[[ Data extracts open ]]
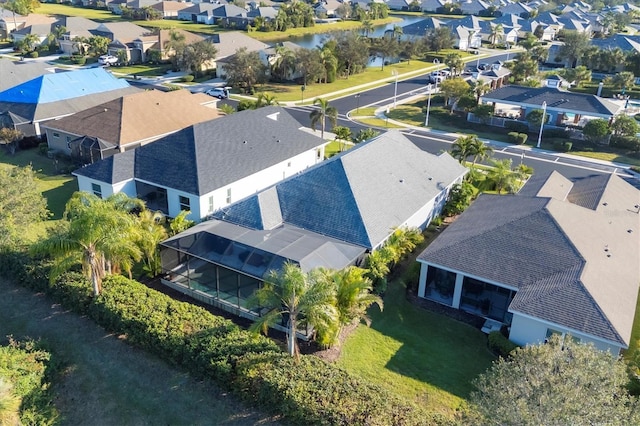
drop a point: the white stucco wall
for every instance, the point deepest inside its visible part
(240, 189)
(526, 330)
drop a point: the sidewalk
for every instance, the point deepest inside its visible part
(381, 113)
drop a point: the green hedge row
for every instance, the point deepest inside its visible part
(310, 391)
(25, 367)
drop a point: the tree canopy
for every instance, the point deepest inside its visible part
(558, 383)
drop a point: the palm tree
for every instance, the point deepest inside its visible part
(462, 148)
(367, 27)
(96, 234)
(302, 298)
(153, 233)
(353, 298)
(496, 34)
(322, 113)
(480, 150)
(501, 174)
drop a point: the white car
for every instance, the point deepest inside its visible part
(108, 60)
(218, 92)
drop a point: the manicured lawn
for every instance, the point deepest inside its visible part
(292, 92)
(104, 381)
(57, 188)
(67, 10)
(422, 356)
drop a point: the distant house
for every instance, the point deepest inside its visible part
(169, 9)
(126, 123)
(10, 22)
(562, 107)
(53, 96)
(561, 257)
(209, 165)
(375, 187)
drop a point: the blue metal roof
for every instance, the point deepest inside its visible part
(62, 86)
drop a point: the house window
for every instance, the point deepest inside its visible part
(184, 203)
(97, 189)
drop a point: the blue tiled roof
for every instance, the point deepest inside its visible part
(62, 86)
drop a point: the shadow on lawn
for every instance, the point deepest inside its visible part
(435, 349)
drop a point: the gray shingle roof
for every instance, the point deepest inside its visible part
(210, 155)
(359, 196)
(572, 259)
(556, 100)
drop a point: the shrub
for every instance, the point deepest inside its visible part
(555, 133)
(27, 367)
(305, 391)
(517, 126)
(562, 146)
(500, 344)
(631, 143)
(312, 391)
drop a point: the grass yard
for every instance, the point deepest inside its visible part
(57, 188)
(98, 15)
(107, 382)
(422, 356)
(292, 92)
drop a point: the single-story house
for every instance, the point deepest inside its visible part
(127, 123)
(560, 257)
(209, 165)
(53, 96)
(328, 216)
(562, 107)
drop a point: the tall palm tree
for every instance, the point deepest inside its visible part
(323, 112)
(367, 27)
(353, 297)
(479, 150)
(496, 34)
(462, 148)
(96, 234)
(302, 298)
(501, 175)
(152, 234)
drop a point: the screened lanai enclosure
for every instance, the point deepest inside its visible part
(223, 264)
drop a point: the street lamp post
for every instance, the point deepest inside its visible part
(395, 91)
(426, 120)
(544, 116)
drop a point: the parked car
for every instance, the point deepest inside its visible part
(218, 92)
(108, 60)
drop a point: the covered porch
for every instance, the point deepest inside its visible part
(480, 298)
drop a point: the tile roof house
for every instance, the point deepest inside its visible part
(558, 103)
(562, 256)
(328, 216)
(53, 96)
(208, 165)
(126, 123)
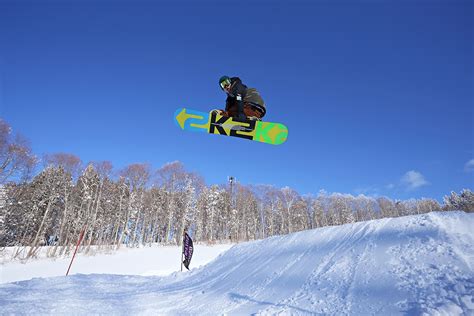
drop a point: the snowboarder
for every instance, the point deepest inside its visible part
(242, 102)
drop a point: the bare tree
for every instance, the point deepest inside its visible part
(16, 159)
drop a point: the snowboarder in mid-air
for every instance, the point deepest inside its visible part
(242, 102)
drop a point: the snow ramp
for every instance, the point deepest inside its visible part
(408, 265)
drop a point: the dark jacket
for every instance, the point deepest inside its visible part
(239, 95)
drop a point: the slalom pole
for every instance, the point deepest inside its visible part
(182, 251)
(77, 246)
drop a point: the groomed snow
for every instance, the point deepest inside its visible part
(411, 265)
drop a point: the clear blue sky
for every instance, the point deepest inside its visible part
(377, 95)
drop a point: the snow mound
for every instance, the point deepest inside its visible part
(414, 265)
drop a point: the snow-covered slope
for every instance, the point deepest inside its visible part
(411, 265)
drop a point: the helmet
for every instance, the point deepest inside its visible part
(224, 82)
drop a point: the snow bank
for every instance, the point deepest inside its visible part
(156, 260)
(411, 265)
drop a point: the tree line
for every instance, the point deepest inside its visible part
(140, 206)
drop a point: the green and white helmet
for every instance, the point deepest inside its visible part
(224, 82)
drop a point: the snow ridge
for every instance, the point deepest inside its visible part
(411, 265)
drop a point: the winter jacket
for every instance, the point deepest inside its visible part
(240, 96)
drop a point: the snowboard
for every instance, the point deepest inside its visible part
(213, 123)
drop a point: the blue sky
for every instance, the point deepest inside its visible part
(377, 95)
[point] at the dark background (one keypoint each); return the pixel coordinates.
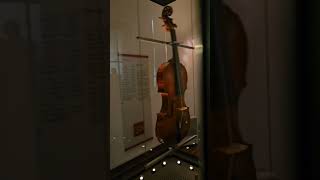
(89, 162)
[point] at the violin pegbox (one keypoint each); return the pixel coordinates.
(168, 23)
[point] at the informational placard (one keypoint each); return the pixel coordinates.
(135, 99)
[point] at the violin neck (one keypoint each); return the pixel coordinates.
(174, 47)
(176, 61)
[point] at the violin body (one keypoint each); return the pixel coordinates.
(173, 121)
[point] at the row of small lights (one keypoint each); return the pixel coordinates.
(164, 163)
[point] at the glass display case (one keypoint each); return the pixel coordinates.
(155, 104)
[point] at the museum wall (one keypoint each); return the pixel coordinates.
(266, 104)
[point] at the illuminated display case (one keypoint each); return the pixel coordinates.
(141, 43)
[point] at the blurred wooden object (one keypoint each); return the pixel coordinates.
(229, 156)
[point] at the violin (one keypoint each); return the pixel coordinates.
(173, 120)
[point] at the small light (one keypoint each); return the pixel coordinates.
(153, 170)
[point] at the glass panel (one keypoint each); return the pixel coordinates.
(154, 110)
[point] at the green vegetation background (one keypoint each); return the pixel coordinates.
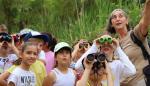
(67, 20)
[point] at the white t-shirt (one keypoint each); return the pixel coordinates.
(120, 68)
(6, 62)
(22, 77)
(42, 55)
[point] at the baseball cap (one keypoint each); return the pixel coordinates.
(61, 45)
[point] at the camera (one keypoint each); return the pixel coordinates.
(105, 39)
(16, 38)
(6, 38)
(99, 60)
(84, 44)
[[ Data extracts closed ]]
What this task involves >>
Every line in the material above that has the word "snowboarder" should be copied.

Reply to the exercise >>
drop a point: the snowboarder
drop a point: the snowboarder in mid-air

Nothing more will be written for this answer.